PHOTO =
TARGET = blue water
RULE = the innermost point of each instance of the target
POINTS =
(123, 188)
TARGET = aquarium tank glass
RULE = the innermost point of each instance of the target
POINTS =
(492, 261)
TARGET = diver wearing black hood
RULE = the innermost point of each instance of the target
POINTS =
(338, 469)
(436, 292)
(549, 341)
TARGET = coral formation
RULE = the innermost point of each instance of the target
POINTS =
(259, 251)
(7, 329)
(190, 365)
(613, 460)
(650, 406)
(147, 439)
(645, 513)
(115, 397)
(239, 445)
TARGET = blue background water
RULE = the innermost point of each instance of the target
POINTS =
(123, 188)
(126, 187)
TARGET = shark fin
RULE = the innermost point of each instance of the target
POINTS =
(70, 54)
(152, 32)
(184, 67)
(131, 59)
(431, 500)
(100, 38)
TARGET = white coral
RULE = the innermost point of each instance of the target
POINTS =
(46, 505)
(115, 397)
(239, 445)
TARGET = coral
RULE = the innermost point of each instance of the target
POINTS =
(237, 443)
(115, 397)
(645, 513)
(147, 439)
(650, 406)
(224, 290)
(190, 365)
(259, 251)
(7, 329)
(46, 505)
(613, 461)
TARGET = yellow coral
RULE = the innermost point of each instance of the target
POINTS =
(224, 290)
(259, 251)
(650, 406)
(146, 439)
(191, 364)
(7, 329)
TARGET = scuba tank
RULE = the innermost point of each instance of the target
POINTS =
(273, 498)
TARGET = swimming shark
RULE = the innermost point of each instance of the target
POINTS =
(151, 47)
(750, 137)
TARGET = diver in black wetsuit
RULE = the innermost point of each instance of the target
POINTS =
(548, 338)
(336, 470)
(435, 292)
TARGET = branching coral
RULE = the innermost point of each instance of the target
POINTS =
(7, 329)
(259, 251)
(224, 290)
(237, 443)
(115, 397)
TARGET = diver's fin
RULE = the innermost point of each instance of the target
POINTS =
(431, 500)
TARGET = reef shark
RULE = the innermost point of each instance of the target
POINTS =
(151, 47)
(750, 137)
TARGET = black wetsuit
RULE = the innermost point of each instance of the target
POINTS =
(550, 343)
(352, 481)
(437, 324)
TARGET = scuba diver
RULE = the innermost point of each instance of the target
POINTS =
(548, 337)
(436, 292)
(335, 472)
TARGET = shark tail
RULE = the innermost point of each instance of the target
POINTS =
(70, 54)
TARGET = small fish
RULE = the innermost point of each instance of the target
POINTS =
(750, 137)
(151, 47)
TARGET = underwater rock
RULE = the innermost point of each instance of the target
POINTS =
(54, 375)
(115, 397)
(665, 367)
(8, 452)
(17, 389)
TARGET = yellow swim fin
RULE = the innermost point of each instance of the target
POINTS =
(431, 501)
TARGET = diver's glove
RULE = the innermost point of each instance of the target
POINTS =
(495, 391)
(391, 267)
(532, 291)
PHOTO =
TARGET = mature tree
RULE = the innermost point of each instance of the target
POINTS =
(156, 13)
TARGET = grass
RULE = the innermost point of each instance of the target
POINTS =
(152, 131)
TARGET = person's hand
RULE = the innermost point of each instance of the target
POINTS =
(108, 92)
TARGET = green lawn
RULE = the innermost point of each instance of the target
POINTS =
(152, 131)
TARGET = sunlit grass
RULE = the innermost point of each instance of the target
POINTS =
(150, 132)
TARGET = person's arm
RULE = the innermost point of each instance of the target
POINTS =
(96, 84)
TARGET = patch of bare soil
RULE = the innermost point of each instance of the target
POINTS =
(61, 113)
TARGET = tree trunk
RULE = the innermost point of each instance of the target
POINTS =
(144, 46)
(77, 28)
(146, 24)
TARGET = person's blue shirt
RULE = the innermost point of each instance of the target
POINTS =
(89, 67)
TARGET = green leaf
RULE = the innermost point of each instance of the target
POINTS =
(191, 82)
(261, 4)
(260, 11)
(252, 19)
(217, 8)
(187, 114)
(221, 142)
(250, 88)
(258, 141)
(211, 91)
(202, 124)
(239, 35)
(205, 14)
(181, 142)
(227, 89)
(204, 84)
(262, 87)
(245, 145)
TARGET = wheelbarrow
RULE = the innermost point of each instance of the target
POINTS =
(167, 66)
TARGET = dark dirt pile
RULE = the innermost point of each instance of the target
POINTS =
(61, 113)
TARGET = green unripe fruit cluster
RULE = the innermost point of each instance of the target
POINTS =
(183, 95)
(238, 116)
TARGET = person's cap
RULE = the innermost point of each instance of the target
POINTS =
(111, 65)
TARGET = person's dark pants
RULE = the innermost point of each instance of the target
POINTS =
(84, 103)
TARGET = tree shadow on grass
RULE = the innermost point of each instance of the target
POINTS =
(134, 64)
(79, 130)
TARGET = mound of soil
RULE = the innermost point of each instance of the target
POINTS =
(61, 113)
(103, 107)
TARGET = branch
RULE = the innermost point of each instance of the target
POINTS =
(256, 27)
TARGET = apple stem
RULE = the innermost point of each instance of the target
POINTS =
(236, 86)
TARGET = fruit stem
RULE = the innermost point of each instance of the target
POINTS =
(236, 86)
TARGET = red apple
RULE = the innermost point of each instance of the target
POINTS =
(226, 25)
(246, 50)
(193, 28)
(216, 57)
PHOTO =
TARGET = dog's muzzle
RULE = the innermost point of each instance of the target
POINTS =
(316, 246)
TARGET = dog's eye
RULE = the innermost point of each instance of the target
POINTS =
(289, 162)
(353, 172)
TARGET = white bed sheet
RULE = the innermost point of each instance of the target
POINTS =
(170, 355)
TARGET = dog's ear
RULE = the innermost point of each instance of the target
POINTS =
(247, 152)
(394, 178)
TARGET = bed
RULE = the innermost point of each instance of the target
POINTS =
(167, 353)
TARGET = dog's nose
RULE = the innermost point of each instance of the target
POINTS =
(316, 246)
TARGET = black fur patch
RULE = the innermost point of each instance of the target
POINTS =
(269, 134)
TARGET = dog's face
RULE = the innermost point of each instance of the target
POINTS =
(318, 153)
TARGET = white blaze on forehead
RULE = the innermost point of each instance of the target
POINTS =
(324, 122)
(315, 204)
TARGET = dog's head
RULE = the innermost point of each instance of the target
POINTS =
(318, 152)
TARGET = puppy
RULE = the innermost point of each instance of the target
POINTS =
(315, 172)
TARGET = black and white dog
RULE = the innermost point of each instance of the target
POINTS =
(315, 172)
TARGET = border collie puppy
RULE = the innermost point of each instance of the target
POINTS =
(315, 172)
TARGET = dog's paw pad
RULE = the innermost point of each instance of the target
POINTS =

● What you will do
Please copy the lines from the one containing "TARGET = border collie puppy" through the last of the lines, reproducing them without any change.

● Right answer
TARGET = border collie puppy
RULE = the innermost point of each instance of the target
POINTS =
(315, 172)
TARGET = dog's paw pad
RULE = the innermost point of each instance of the target
POINTS =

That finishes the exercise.